Duncan Coutts writes:

...

The difficulty is in deciding what the api should be. Does it give you a real bitstream or only a byte aligned one? If I ask for 3 bits then 15 bytes what does it do? Does it assume I meant 3 bits, then pad to the next byte boundary and get 15 bytes, or does it mean get 15 bytes but at this 3 bit shift offset?

I'd suggest an aligned and unaligned api.

So the aligned api would get 3 bits and the 15 bytes would start from the next byte boundary.

The unaligned api would get 3 bits and the 15 bytes (=15 x 8 bits) would finish still with an offset of 3.

Do you mean we'd have an unalignedGetBytes as well as getBytes (which would remain aligned)? That would make sense, but it would seem a bit heavy to duplicate all of the binary API.

getBytes per default unaligned and additionally snapToNextByte?

But I can't imagine an implementation in which this change wouldn't slow down getBytes for the normal case. Perhaps the slowdown would be small, but it seems unwise to enforce that slowness at the API level, when we've already got a perfectly good API for fast binary IO. Maybe there's some type hackery you could do to avoid a speed penalty, but that's a lot to add for a somewhat dubious benefit. Note that you could get a similar effect with getBytes always aligned, and an additional function shiftToByte which takes the remainder of the input and bitshifts everything so that the current read pointer is on a byte boundary. Obviously this would be an O(N) operation (where N is the remainder of the input), which could certainly be a problem. Another option, I suppose, would be to introduce a type class for bytewise-reading monads. That'd be a type hack, but not such a bad one. Then you could have the efficient implementation, and one that allows bitwise reading, and there could also be a function that allows bitwise parsing of a chunk of a byte-aligned data. -- David Roundy Department of Physics Oregon State University

On Jan 9, 2008 8:25 PM, Adam Langley wrote:

I believe that it would be an additional if statement in the fast path at least.

How about a BitGet monad which get be run in the Get monad? ... Anyone like that idea?

Sounds good to me. But then, I don't use Data.Binary (due to the lack of floating point support), so I'm not sure my opinion is all that relevant. David

On Jan 10, 2008 10:45 AM, Don Stewart wrote:

That's pretty much what we envisaged as the approach to take. Monad transformers adding some bit-buffer state over Get/Put.

▶ **Complete the following**:
(a) Answer these questions using the thread on bitwise reading in Data.Binary:
(i) Under the suggested aligned API, where would the 15 bytes start after getting 3 bits?
(ii) Why does the message signed "David" say that its writer does not use Data.Binary?
(iii) What approach does the reply from Don Stewart say was envisaged?
(b) Extend the thread on bitwise reading in Data.Binary with a further reply that follows on from Don Stewart's last message.

▶ **Information shown**:
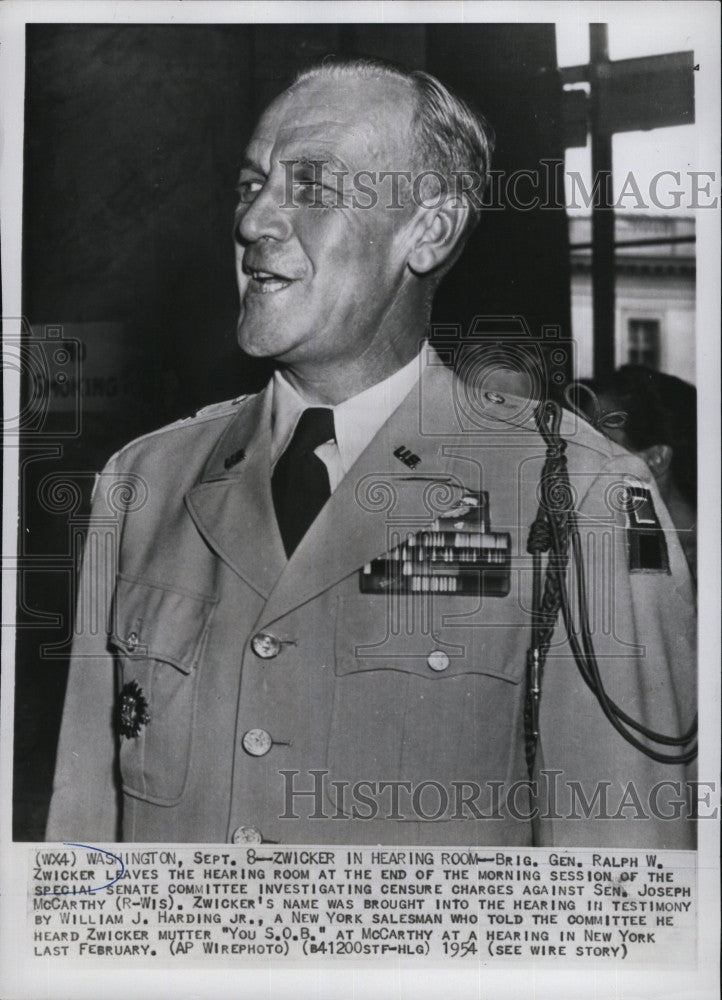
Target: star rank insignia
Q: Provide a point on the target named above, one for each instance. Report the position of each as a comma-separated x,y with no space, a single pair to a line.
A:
459,554
132,713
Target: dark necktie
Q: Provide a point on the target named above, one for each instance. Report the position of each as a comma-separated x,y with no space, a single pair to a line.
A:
299,483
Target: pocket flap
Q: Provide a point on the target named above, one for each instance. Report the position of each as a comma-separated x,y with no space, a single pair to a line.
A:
370,636
149,620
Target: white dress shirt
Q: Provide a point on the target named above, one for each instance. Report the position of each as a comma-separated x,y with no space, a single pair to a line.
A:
356,420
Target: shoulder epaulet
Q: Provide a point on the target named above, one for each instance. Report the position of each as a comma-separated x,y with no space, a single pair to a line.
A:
210,412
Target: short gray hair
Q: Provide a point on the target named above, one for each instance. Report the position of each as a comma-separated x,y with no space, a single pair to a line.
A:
452,138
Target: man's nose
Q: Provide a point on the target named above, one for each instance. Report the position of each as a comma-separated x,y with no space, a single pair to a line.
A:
265,216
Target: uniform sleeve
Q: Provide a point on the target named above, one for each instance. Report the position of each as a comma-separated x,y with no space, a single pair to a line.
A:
606,793
84,803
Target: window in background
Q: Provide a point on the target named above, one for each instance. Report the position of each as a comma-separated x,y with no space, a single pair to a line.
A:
643,342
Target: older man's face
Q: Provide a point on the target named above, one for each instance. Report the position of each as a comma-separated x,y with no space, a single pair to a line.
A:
322,277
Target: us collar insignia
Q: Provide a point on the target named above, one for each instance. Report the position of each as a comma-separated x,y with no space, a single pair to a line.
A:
132,713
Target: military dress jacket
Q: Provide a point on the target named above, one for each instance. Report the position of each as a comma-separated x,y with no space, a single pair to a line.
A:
220,692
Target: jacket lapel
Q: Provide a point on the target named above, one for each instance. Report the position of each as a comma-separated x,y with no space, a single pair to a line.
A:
232,505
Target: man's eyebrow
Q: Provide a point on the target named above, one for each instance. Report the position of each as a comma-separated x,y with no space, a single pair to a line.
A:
311,156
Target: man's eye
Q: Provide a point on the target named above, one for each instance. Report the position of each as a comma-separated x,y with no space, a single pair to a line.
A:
247,190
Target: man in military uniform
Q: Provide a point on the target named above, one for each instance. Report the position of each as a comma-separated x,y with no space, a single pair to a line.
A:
305,616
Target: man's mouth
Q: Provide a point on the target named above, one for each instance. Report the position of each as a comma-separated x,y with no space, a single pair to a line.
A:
265,281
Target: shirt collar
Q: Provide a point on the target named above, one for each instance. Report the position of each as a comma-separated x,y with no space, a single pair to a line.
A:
356,420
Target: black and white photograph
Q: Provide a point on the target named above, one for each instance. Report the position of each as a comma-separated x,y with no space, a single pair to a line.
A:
361,508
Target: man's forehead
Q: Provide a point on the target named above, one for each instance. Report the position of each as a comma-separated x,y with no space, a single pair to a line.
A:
349,121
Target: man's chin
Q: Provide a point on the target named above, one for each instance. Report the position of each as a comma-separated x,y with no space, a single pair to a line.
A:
257,342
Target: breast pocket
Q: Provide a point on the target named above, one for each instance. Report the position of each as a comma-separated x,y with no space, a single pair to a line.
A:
158,636
426,694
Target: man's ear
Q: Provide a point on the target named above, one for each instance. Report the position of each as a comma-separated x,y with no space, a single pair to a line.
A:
659,459
438,235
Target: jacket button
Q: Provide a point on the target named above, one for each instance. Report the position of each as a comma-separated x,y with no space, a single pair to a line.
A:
265,645
438,660
246,835
257,742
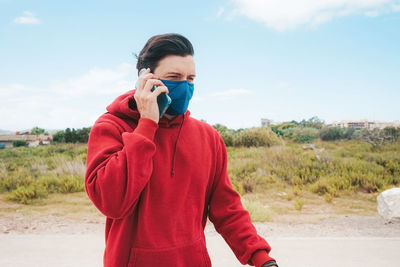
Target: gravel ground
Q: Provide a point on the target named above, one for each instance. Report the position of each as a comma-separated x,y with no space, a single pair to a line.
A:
338,241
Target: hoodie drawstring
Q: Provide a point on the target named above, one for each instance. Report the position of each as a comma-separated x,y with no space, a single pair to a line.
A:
176,144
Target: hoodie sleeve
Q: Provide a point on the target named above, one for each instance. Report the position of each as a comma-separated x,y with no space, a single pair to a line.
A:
231,220
119,165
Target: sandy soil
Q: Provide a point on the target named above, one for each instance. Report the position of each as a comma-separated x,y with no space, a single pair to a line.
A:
66,230
335,241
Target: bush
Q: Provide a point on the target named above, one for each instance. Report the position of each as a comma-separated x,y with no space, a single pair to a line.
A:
18,143
71,184
256,137
25,194
301,134
263,136
258,213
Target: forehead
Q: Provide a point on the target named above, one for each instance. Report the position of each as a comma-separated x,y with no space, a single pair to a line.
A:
174,63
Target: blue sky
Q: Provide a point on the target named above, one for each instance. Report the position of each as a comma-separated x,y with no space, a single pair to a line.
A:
63,62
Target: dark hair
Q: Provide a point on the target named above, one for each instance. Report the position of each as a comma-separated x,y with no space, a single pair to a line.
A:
160,46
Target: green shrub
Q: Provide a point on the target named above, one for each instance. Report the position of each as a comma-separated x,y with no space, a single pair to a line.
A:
71,184
298,204
256,137
18,143
25,194
258,213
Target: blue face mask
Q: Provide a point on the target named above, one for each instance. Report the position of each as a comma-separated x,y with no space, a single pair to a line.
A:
180,93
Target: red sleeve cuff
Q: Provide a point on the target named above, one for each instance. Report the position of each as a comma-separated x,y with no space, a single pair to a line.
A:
260,257
147,128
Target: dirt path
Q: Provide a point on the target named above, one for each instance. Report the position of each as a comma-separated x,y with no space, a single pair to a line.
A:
340,241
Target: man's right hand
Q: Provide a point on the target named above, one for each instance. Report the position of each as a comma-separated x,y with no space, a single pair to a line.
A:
146,100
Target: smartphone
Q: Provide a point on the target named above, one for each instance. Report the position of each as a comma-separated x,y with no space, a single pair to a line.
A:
163,100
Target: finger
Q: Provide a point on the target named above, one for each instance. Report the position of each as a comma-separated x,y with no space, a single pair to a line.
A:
159,90
143,79
150,83
139,83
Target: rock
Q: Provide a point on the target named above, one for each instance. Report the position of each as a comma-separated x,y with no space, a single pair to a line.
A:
389,204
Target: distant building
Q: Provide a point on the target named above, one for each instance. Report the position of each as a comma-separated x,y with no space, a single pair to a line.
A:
6,140
364,124
265,122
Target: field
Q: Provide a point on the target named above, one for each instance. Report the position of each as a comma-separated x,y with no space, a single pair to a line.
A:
277,183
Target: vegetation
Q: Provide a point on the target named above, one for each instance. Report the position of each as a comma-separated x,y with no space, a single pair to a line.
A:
72,136
265,159
28,173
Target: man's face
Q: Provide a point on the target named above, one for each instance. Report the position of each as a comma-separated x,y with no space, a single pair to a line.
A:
176,68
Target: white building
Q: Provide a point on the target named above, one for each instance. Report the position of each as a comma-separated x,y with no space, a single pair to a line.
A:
364,124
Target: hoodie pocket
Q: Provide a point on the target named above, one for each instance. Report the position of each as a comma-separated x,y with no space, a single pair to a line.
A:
190,254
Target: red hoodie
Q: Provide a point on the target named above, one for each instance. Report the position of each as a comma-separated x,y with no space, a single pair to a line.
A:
157,183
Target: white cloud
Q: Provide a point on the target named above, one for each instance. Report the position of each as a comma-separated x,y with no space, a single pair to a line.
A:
27,18
284,15
75,102
220,11
232,92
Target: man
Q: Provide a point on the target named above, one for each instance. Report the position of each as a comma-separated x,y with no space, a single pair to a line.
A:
158,179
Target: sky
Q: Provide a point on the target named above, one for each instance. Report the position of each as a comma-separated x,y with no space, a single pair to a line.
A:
63,62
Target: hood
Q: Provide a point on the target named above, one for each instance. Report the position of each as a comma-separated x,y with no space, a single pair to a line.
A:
124,107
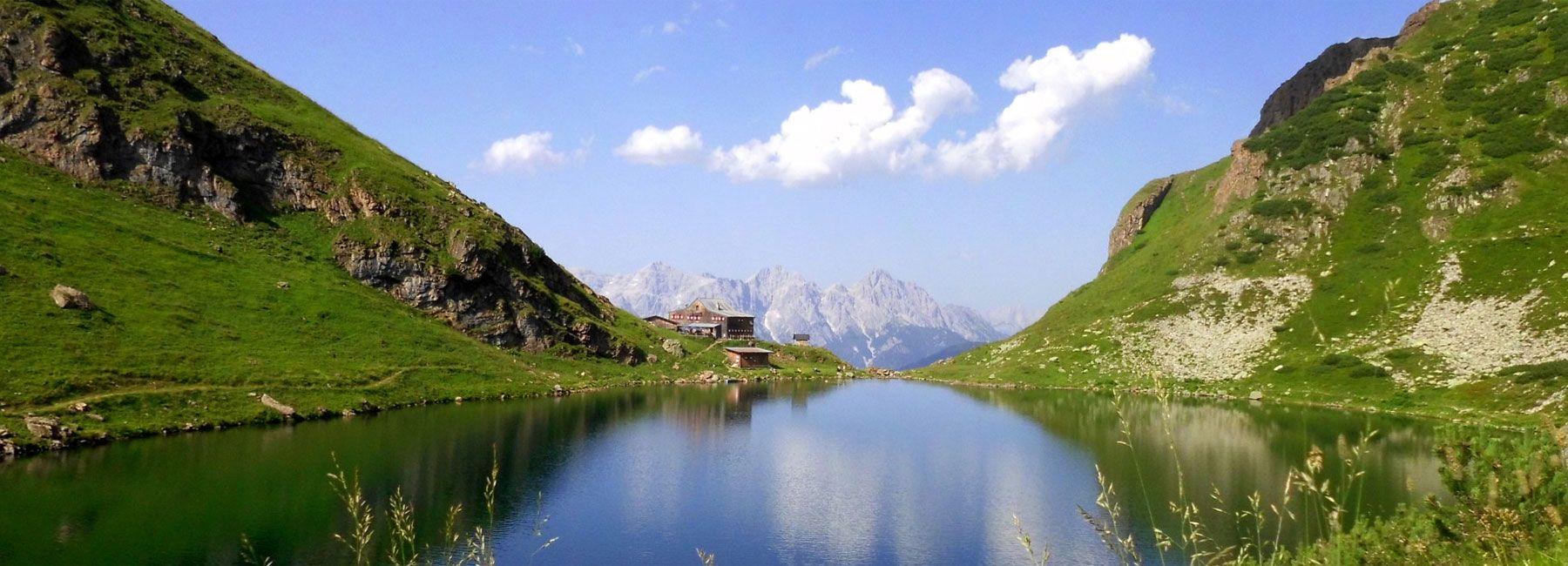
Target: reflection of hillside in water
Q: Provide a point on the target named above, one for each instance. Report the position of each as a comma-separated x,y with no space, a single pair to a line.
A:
270,483
711,409
1228,448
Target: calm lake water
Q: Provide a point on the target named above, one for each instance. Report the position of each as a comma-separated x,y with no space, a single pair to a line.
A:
864,472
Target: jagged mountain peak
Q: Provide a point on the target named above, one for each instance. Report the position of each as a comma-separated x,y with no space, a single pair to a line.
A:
878,320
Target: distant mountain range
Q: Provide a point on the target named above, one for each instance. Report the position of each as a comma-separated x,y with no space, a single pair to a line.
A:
880,320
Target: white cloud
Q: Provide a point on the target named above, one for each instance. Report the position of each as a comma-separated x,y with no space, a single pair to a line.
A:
660,148
839,138
1172,104
527,152
643,74
822,57
1050,88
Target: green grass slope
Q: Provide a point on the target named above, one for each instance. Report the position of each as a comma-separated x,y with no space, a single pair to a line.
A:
1401,243
135,91
240,259
192,323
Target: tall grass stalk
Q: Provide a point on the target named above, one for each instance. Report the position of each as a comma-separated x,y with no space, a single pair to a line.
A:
1327,507
1035,557
403,548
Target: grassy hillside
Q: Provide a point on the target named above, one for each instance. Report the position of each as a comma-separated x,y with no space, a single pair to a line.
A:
135,91
1399,243
192,322
240,240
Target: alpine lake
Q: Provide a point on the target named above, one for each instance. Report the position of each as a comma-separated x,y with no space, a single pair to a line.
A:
789,472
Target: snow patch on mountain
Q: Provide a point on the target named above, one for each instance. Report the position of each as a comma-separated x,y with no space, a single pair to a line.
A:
878,320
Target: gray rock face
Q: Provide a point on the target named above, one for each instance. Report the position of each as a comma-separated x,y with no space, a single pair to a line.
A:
1328,70
46,428
274,405
880,320
505,291
1136,215
1297,91
71,299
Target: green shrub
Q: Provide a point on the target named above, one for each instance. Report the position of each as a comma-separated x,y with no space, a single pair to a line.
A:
1340,360
1546,372
1401,354
1489,180
1322,129
1515,137
1429,168
1281,207
1368,370
1402,68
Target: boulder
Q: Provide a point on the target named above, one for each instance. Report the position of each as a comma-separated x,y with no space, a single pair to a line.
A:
274,405
71,299
46,428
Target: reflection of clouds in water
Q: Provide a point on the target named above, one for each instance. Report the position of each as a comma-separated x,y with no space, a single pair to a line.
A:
651,469
825,497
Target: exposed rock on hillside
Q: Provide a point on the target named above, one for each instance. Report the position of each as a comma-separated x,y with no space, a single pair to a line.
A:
1228,323
1137,213
1482,334
1335,66
1308,84
71,299
172,110
1240,178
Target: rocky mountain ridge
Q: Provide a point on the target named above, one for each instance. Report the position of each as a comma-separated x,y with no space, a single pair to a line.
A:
1395,235
878,320
164,107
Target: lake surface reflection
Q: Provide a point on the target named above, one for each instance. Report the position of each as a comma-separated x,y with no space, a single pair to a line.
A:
866,472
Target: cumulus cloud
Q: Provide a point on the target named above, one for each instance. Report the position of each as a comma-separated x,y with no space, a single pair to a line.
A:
660,148
860,133
1050,88
525,154
643,74
822,57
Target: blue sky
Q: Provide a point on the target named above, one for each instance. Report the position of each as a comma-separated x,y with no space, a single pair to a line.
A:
985,225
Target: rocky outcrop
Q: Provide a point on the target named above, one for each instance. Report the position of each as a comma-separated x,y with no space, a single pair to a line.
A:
274,405
1137,213
421,240
71,299
1240,179
1416,21
1308,84
1335,66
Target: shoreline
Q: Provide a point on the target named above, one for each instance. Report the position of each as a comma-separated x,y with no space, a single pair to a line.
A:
41,446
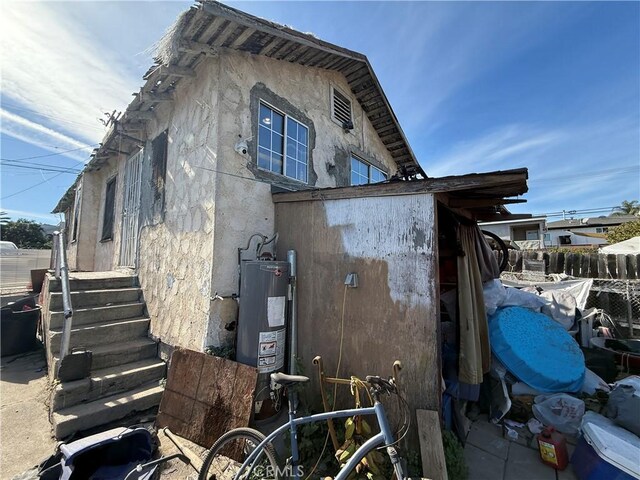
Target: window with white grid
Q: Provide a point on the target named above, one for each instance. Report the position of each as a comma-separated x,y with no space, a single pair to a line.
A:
282,144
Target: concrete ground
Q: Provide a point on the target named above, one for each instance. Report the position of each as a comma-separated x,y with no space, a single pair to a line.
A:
490,456
15,270
26,436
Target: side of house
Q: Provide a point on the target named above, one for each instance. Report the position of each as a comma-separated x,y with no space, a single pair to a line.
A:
174,197
584,231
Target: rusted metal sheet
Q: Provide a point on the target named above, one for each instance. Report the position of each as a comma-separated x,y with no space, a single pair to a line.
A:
206,396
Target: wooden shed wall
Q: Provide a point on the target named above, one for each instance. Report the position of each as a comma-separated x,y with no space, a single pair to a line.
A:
391,243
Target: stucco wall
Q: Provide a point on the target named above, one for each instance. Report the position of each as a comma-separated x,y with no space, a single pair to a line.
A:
215,198
80,252
176,254
390,242
244,206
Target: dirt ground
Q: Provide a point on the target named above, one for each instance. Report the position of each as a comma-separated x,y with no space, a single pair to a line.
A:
26,437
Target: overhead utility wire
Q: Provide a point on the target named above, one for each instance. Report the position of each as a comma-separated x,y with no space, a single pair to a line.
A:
54,117
52,154
45,169
31,187
37,164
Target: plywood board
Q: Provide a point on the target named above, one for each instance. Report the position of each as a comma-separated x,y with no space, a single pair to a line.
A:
206,396
431,449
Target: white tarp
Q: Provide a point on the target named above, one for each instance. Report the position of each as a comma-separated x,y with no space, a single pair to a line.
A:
631,246
579,289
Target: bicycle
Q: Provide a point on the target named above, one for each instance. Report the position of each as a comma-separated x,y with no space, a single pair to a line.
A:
253,456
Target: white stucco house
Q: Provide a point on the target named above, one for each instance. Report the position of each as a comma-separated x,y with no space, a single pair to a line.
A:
236,107
525,233
583,231
244,126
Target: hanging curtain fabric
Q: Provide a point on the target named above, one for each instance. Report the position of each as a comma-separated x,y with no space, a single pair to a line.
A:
487,261
475,353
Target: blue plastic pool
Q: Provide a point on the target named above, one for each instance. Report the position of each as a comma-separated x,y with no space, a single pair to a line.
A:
537,350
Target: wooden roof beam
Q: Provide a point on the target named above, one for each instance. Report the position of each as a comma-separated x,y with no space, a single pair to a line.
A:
482,202
176,71
196,48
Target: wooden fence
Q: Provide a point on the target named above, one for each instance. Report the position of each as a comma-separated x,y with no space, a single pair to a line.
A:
584,265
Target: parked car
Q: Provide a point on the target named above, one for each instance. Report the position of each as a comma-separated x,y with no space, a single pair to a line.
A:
8,248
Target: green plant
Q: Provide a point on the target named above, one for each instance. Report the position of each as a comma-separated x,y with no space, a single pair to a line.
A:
624,232
627,207
228,352
454,457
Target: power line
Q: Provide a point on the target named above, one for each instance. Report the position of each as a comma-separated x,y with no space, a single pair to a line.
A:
35,164
44,169
31,187
51,154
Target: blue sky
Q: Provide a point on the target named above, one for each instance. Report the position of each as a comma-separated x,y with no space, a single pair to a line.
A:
477,86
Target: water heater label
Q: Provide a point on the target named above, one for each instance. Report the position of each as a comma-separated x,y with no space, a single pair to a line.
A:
275,311
271,350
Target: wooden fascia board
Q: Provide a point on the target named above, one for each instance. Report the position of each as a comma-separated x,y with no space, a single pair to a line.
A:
482,202
429,185
250,21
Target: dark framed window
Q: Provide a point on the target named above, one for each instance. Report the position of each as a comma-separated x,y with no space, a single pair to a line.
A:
159,164
109,210
282,144
363,172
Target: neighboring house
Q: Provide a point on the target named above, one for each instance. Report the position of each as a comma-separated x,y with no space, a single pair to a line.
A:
526,233
245,127
583,231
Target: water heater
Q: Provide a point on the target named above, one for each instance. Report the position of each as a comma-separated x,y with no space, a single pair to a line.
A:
262,321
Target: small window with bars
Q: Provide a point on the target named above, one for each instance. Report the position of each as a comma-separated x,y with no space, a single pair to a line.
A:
363,173
341,109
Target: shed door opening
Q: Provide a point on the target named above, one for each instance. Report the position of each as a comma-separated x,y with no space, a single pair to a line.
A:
130,211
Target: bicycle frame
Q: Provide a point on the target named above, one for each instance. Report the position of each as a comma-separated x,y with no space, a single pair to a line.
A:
385,437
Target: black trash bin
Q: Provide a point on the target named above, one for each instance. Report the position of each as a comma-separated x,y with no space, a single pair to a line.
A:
18,330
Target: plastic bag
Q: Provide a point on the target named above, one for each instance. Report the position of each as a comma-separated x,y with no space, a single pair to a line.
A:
561,411
624,404
494,294
561,307
593,382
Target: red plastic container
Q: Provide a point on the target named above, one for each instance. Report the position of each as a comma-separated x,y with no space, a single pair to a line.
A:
553,448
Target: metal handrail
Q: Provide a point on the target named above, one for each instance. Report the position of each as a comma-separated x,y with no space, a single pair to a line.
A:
62,274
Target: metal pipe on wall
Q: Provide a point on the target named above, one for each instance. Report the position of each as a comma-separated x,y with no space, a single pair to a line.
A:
293,342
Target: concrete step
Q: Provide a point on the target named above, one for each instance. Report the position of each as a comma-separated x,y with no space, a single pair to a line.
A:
114,354
93,335
88,316
95,282
96,298
99,412
106,382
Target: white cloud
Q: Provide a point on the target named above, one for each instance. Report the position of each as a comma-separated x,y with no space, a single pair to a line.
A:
41,217
30,132
501,149
52,64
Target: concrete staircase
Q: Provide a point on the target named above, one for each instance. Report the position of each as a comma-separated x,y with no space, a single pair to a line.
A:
109,319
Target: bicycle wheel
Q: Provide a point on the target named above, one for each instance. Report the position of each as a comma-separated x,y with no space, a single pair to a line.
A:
228,453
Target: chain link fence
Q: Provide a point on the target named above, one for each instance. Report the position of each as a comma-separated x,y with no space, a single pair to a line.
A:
620,299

▶ **Answers provided**:
(a)
(i) From the next byte boundary.
(ii) Because of the lack of floating point support.
(iii) Monad transformers adding some bit-buffer state over Get/Put.

(b)
For anyone who's still reading this thread... I've just uploaded[1] binary-strict 0.2.1 which includes Data.Binary.Strict.BitGet - a Get like monad which works by the bit. I'm afraid that Haddock 2 is choaking on {-# UNPACK #-}, so I don't have the HTML documentation to point to. (And I thought that Haddock 2 was going to fix all those parsing issues :( - hopefully I'm just doing something stupid). [1] http://hackage.haskell.org/cgi-bin/hackage-scripts/package/binary-strict-0.2... AGL -- Adam Langley agl@imperialviolet.org http://www.imperialviolet.org 650-283-9641

On Jan 15, 2008 3:26 PM, Don Stewart wrote:

Ok. That's awesome. I guess if you do all the TODOs for Binary like this, we should merge the code back in :)

Well, at the moment I'm pretty unhappy with the amount of code duplication required both within binary-strict and between binary and binary-strict. I think this code needs a whole lot of restructuring (maybe a bit of TH for generating the common bits). I'll get to that when it appears that the API seems reasonable. AGL -- Adam Langley agl@imperialviolet.org http://www.imperialviolet.org 650-283-9641

On Jan 15, 2008 5:01 PM, Neil Mitchell wrote:

That would be bad. Then you'll have gone from Data.Binary being portable code, to being GHC specific code, and I will cry.... :'-(

Ok, no TH ;) AGL -- Adam Langley agl@imperialviolet.org http://www.imperialviolet.org 650-283-9641

Adam Langley writes:

On Jan 10, 2008 10:45 AM, Don Stewart wrote:

...

That's pretty much what we envisaged as the approach to take. Monad transformers adding some bit-buffer state over Get/Put.

For anyone who's still reading this thread...

I've just uploaded[1] binary-strict 0.2.1 which includes Data.Binary.Strict.BitGet - a Get like monad which works by the bit. I'm afraid that Haddock 2 is choaking on {-# UNPACK #-}, so I don't have the HTML documentation to point to. (And I thought that Haddock 2 was going to fix all those parsing issues :( - hopefully I'm just doing something stupid).

[1] http://hackage.haskell.org/cgi-bin/hackage-scripts/package/binary-strict-0.2...

AGL

Thanks for taking the time on this. The old NewBinary had NewBinary.Binary.getBits :: NewBinary.Binary.BinHandle -> Int -> IO GHC.Word.Word8 which allowed you to do things like tlv_ bin = do tagValueVal <- getBits bin 5 tagConstructionVal <- getBits bin 1 tagTypeVal <- getBits bin 2 I'm sure I'm wrong but putting bits into [Bool] doesn't look very efficient. Of course, NewBinary didn't address what happened for n >= 8. Some possibilities are a) not allowing more than 8 b) returning [Word8] or c) (which I thought was where we'd go) a ByteString with some sort of padding. Dominic.

Adam Langley writes:

BitGet is just an API RFC at the moment, so I'm just describing it here - not trying to justify it.

In BitGet there's getAsWord[8|16|32|64] which take a number of bits ($n$) and returns the next $n$ bits in the bottom of a Word$x$. Thus, getAsWord8 is what you call getBits and, if you had a 48 bit number, you could use getAsWord64 and the bottom 48-bits of the resulting Word64 would be what you want.

Equally, asking for more than $x$ bits when calling getAsWord$x$ is a mistake, however I don't check for it in the interest of speed.

There are also get[Left|Right]ByteString which return the next $n$ bits in a ByteString of Word8's. The padding is either at the end of the last byte (left aligned) or at the beginning of the first byte (right aligned).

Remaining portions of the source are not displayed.